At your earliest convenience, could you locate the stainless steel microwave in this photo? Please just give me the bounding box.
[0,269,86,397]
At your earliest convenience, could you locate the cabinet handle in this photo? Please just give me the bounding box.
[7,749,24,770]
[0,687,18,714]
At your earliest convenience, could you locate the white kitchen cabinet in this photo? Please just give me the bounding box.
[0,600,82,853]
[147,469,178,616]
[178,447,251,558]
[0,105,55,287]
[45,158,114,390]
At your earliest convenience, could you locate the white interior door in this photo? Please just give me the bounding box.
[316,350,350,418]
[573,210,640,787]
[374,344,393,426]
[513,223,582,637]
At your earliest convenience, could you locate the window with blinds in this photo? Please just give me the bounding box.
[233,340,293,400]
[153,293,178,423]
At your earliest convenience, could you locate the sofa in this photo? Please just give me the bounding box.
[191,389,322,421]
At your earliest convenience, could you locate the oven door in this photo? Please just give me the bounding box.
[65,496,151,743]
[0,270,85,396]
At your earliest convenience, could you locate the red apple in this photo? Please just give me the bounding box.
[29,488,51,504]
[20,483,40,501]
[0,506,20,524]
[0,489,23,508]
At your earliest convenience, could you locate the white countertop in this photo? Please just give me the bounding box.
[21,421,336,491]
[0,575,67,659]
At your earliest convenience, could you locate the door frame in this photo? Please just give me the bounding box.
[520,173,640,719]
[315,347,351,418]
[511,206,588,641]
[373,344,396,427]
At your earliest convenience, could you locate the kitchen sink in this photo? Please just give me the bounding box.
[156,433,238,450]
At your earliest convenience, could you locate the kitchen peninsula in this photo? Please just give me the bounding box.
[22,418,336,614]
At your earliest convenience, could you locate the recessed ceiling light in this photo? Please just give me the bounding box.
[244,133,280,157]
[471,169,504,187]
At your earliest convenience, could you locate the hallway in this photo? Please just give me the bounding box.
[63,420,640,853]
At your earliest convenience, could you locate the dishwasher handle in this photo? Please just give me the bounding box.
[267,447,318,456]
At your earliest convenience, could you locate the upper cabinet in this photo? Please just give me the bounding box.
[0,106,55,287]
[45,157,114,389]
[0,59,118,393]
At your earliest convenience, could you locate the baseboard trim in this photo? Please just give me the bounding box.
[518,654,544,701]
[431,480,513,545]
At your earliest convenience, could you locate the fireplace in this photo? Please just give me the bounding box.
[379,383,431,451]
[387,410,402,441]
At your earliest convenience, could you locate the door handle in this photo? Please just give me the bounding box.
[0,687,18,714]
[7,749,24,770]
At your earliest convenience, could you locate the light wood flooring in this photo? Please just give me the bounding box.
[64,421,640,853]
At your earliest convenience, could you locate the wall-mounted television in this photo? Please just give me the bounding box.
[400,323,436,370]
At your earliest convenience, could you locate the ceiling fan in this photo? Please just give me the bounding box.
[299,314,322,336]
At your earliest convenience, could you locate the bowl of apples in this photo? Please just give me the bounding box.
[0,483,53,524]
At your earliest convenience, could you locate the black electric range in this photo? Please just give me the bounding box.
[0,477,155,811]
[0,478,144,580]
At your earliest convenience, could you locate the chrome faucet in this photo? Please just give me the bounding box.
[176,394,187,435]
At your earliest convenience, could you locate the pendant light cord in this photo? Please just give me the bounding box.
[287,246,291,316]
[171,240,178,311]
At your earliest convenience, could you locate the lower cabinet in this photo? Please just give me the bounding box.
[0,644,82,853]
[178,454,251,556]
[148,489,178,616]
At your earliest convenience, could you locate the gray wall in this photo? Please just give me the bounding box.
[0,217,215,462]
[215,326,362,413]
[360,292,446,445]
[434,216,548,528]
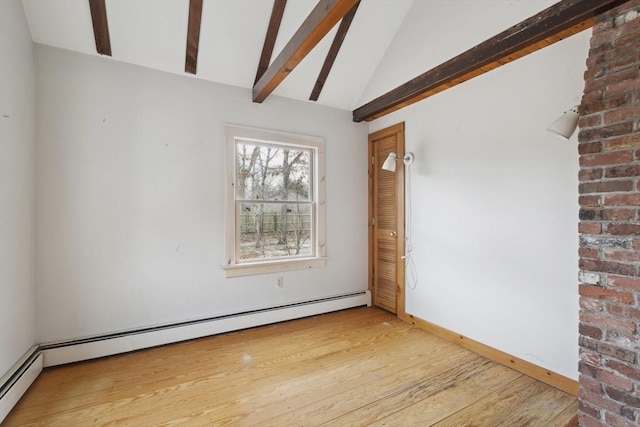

■ ■ ■ ■ ■ ■ ■

#### [Set task]
Render the rows as a two-column CSV with the columns text and answer, one line for each row's text paired with its answer. Put each value in its own quoted field and turn any line breaks into spaces. Begin at the row that has "At your earliest convenience, could you locate the bowl", stop after the last row, and leave the pictures out.

#### [Result of the exercise]
text,answer
"At your earliest convenience, could you locate the bowl of apples in this photo? Please just give me the bounding box.","[0,483,53,524]"
"At your earliest convenience, could you locate the black electric range in this photo? Please just give me the bounding box.","[0,477,155,811] [0,478,144,580]"
"At your earliest convenience, could you locate the chrome faucet in this photo? Please just give me the bounding box.","[176,394,187,435]"
"At your earliest convenience, could you locate the pendant light cord in this photo? Please just give me the bounding box.","[287,246,291,316] [171,240,178,311]"
"At your earliest convenience, could you locate the lower cabinet in this photo? Please just give me the bounding box.","[0,644,82,853] [178,454,251,556] [148,489,178,616]"
"At your earliest convenience, could you locate the gray wall in this photo? Please just give me the bounding box.","[0,217,215,462] [215,326,362,413] [360,292,446,445] [434,216,548,528]"